## [Material for this task]
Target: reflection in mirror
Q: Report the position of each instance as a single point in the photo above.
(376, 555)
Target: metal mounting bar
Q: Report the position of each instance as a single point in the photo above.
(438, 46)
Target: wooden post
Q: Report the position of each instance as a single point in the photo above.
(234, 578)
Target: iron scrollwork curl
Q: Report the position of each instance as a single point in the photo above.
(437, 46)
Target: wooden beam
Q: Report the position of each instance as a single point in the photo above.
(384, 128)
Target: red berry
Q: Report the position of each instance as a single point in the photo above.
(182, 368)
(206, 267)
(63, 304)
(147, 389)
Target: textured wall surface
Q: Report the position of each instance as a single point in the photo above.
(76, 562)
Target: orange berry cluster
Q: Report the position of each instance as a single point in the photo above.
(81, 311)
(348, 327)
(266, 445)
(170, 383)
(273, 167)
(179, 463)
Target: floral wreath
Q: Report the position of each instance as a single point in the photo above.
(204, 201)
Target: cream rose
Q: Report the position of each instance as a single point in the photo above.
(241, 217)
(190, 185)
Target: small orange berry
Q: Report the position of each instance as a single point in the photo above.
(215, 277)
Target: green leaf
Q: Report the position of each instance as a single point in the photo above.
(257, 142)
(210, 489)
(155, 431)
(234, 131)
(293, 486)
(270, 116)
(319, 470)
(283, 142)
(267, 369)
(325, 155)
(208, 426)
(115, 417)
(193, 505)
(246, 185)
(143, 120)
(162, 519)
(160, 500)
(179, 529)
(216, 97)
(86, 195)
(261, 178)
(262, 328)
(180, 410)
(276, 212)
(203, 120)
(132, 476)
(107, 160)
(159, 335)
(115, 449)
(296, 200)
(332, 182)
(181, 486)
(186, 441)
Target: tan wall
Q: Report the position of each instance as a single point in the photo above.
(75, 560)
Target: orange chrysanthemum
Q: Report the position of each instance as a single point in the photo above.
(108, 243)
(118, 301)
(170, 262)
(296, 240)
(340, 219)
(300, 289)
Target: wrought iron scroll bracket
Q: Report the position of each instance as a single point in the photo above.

## [Task]
Reproduce word for word the lines of the listing above, starting with the line that contains "Target: green leaf" and continuing through the final line of the listing.

## [Final result]
Target: green leaf
Q: Report the position of each instance as a single point in the photo above.
(257, 142)
(210, 489)
(155, 431)
(234, 131)
(293, 486)
(270, 116)
(319, 470)
(283, 142)
(267, 369)
(325, 155)
(208, 426)
(115, 417)
(193, 505)
(246, 185)
(143, 120)
(162, 519)
(160, 500)
(179, 529)
(216, 97)
(86, 195)
(261, 178)
(262, 328)
(180, 410)
(276, 212)
(203, 120)
(132, 476)
(107, 160)
(159, 335)
(115, 449)
(296, 200)
(332, 182)
(181, 486)
(186, 441)
Target: tan wall
Q: Report the position of each instance as a single point in the photo above.
(75, 560)
Target: orange chrysanthemum
Q: Report the position of each instance as a single point in the photo above.
(108, 243)
(118, 301)
(170, 262)
(296, 240)
(340, 219)
(300, 289)
Target: wrought iron scroll bracket
Q: Report the position of each instance as a single point in the photo above.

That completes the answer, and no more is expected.